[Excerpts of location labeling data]
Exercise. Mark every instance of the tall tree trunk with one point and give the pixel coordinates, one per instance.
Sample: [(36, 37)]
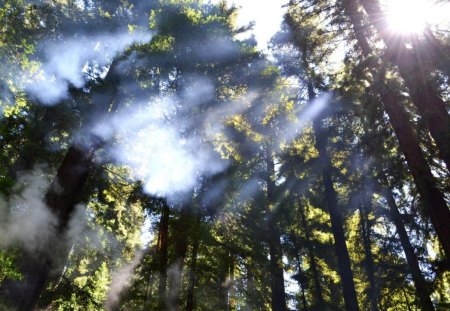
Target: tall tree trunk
[(312, 258), (163, 256), (65, 192), (274, 236), (432, 198), (337, 224), (181, 233), (423, 93), (368, 258), (190, 301), (422, 288)]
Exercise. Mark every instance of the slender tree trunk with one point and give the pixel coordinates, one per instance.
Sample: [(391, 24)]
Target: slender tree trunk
[(423, 93), (422, 288), (274, 236), (163, 256), (337, 223), (312, 258), (301, 279), (368, 260), (181, 231), (63, 194), (190, 301), (432, 198)]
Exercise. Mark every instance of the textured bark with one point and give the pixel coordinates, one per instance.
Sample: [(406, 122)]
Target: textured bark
[(274, 236), (64, 193), (368, 260), (312, 259), (423, 93), (422, 288), (190, 298), (337, 223), (432, 198), (163, 256), (181, 233)]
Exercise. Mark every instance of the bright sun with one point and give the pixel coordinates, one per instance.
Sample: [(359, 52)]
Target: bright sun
[(411, 16), (407, 16)]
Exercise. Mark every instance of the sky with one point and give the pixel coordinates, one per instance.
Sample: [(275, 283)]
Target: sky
[(267, 15)]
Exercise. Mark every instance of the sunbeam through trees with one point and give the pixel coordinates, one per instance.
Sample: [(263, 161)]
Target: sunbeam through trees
[(161, 155)]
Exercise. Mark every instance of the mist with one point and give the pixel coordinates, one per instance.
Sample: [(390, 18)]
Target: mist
[(67, 63)]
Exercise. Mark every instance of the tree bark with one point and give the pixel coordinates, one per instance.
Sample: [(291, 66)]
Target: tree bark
[(312, 259), (368, 260), (274, 236), (163, 256), (181, 233), (432, 198), (423, 93), (190, 299), (64, 193), (337, 224), (422, 288)]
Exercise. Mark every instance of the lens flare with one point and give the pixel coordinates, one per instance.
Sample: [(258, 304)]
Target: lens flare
[(407, 16)]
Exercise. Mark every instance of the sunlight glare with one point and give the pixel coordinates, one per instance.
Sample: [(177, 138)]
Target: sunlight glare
[(407, 16)]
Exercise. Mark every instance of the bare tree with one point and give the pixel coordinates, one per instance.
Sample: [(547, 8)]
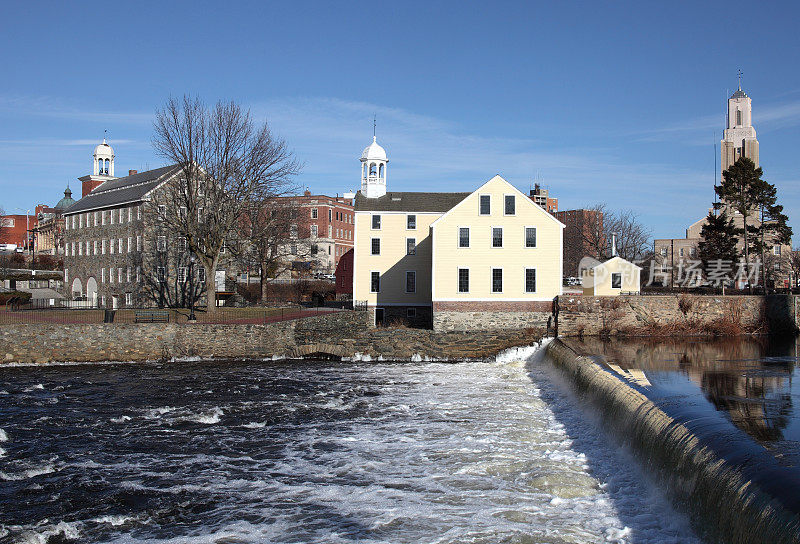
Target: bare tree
[(632, 237), (228, 168)]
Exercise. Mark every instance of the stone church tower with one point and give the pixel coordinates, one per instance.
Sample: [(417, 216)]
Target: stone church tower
[(739, 138)]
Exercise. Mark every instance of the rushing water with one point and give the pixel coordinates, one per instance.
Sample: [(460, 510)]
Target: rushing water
[(314, 452)]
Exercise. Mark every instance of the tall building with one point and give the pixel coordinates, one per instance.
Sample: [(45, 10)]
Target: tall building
[(739, 139)]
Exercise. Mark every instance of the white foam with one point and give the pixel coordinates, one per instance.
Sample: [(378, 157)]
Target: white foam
[(209, 418)]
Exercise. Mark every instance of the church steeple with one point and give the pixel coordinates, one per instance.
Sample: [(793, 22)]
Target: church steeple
[(373, 169)]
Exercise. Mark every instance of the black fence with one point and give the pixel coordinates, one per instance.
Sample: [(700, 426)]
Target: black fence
[(253, 315)]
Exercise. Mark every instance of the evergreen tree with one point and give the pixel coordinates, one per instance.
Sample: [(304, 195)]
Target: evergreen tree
[(742, 190), (718, 239)]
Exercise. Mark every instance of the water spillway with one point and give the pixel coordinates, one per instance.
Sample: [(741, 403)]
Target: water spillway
[(735, 489), (314, 451)]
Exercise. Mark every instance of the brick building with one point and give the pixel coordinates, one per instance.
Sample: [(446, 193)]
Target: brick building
[(580, 224)]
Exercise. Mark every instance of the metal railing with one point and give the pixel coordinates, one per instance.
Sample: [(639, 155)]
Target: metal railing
[(254, 315)]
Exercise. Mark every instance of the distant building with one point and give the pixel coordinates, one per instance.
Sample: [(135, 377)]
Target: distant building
[(580, 227), (542, 198), (49, 230), (614, 277), (674, 256)]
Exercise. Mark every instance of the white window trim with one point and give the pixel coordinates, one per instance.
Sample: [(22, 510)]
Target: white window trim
[(458, 280), (491, 281), (370, 281), (502, 236), (525, 237), (458, 238), (525, 280), (479, 204), (405, 278), (504, 205)]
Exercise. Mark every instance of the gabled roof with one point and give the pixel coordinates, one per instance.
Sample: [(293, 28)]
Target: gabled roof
[(118, 191), (526, 200), (394, 201)]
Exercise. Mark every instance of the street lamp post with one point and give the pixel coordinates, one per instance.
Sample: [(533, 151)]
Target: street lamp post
[(192, 317)]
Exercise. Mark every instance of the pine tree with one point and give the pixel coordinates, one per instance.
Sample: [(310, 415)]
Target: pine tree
[(742, 190)]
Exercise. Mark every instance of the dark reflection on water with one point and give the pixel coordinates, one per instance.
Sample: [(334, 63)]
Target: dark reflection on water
[(749, 381)]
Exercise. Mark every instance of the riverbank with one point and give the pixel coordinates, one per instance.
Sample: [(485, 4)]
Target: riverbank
[(337, 335)]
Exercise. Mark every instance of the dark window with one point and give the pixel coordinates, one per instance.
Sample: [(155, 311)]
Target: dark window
[(530, 280), (375, 282), (463, 280), (497, 236), (463, 237), (486, 207), (411, 282), (497, 280), (530, 236), (510, 205)]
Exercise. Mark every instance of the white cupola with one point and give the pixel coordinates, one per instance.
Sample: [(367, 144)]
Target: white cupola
[(103, 160), (373, 170)]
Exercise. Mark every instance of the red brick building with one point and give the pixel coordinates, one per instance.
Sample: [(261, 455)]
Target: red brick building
[(577, 235), (16, 230), (326, 223)]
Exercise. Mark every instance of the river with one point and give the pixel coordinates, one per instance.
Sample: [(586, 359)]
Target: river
[(315, 451)]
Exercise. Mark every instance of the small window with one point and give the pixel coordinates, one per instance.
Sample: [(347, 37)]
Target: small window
[(510, 205), (530, 280), (486, 204), (530, 236), (497, 236), (375, 282), (411, 282), (463, 280), (463, 237), (497, 280)]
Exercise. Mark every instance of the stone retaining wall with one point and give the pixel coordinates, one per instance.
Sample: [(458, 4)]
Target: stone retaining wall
[(589, 316), (337, 334)]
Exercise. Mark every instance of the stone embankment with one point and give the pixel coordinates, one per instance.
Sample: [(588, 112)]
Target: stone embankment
[(683, 314), (341, 334)]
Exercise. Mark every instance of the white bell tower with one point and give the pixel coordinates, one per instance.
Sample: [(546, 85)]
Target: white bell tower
[(373, 170)]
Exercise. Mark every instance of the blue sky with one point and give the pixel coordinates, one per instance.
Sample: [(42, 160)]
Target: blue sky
[(619, 104)]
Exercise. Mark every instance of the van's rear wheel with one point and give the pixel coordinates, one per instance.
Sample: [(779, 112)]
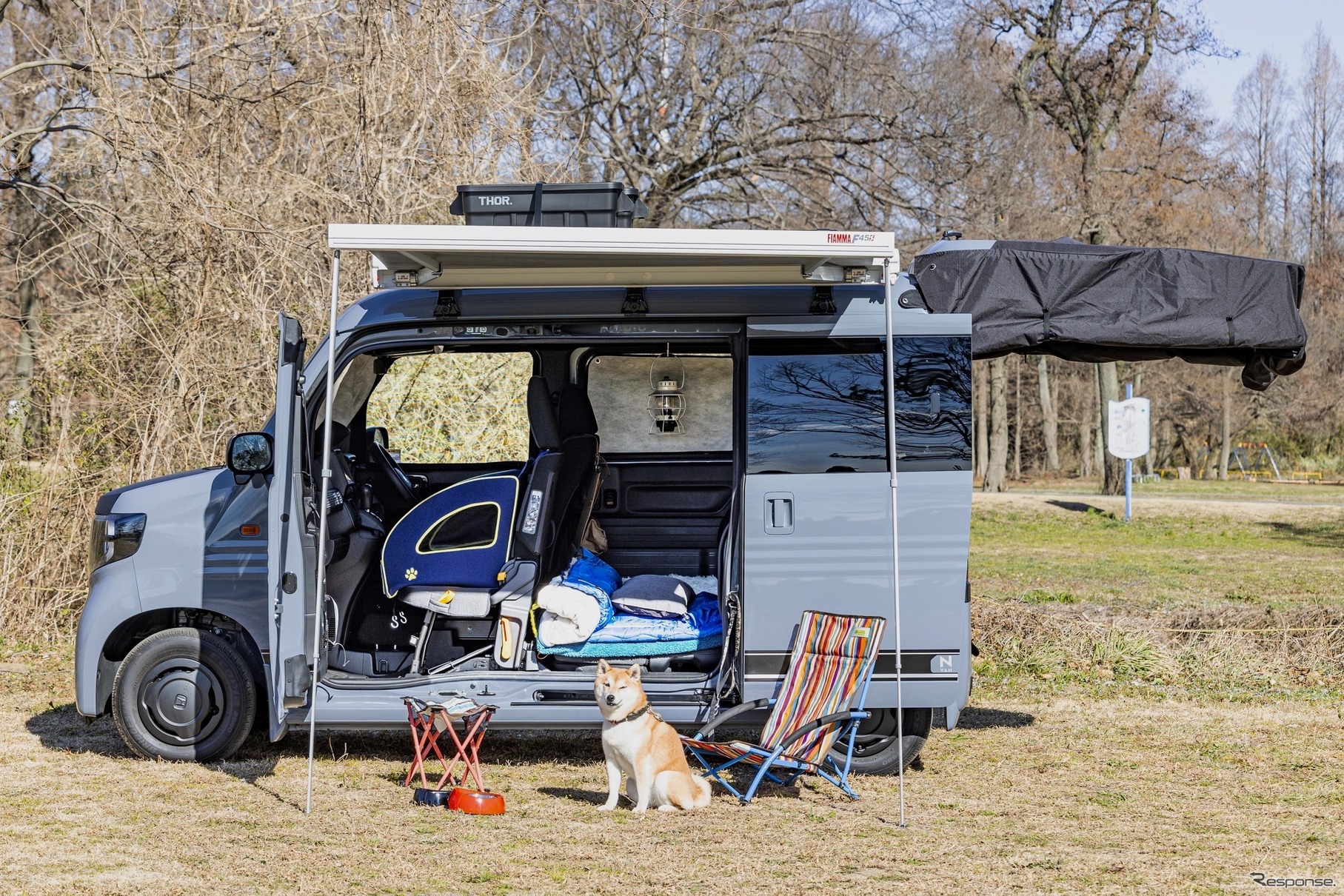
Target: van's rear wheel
[(877, 751), (184, 695)]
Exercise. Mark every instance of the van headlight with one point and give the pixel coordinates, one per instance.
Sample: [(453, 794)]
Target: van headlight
[(115, 536)]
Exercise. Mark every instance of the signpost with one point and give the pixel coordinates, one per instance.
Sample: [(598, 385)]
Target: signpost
[(1128, 426)]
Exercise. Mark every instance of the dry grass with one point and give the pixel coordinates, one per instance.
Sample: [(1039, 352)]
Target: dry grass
[(1100, 755), (1198, 598), (1049, 795)]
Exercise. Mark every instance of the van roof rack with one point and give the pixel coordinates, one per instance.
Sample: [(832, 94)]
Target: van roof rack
[(450, 257)]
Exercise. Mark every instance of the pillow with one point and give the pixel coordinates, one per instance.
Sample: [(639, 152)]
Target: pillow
[(661, 597), (593, 577), (570, 615)]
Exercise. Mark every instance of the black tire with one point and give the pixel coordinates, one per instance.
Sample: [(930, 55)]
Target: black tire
[(184, 695), (875, 749)]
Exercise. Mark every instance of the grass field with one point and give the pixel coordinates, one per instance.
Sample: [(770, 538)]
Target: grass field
[(1101, 754)]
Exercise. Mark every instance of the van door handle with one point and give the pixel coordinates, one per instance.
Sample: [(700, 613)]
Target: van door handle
[(778, 512)]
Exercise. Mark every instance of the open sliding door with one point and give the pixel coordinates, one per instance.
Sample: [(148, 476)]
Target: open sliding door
[(290, 547)]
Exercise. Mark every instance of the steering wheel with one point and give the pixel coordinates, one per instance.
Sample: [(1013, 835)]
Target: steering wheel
[(392, 478)]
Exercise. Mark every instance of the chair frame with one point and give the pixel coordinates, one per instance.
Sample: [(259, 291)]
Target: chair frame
[(778, 758)]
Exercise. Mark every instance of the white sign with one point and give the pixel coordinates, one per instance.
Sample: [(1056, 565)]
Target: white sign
[(1128, 427)]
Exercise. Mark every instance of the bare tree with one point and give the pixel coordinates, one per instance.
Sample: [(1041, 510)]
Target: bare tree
[(996, 473), (1257, 136), (1323, 117), (1049, 414), (725, 112), (1080, 66)]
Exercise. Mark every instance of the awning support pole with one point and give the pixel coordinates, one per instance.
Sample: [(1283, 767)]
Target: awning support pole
[(895, 528), (321, 526)]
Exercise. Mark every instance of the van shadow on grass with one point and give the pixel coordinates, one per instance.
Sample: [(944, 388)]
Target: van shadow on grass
[(64, 729), (1317, 535), (1081, 506), (979, 718)]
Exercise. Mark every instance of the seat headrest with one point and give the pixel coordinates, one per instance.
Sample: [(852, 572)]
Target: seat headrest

▶ **Task to carry out**:
In the lines above, from the start down through the line containing "301), (422, 288)]", substitute "thick" for "tall" and keep everything else the same. Give back only those lines, leaving out the pictures.

▶ **Task output**:
Exercise. Mark every instance of the thick tree trunk with one point and give the pixel coordinates, one per instance.
Sample: [(36, 37)]
Target: thick tree trunk
[(312, 258), (163, 256), (65, 192), (274, 236), (432, 198), (337, 224), (181, 233), (423, 93), (368, 258), (190, 301), (422, 288)]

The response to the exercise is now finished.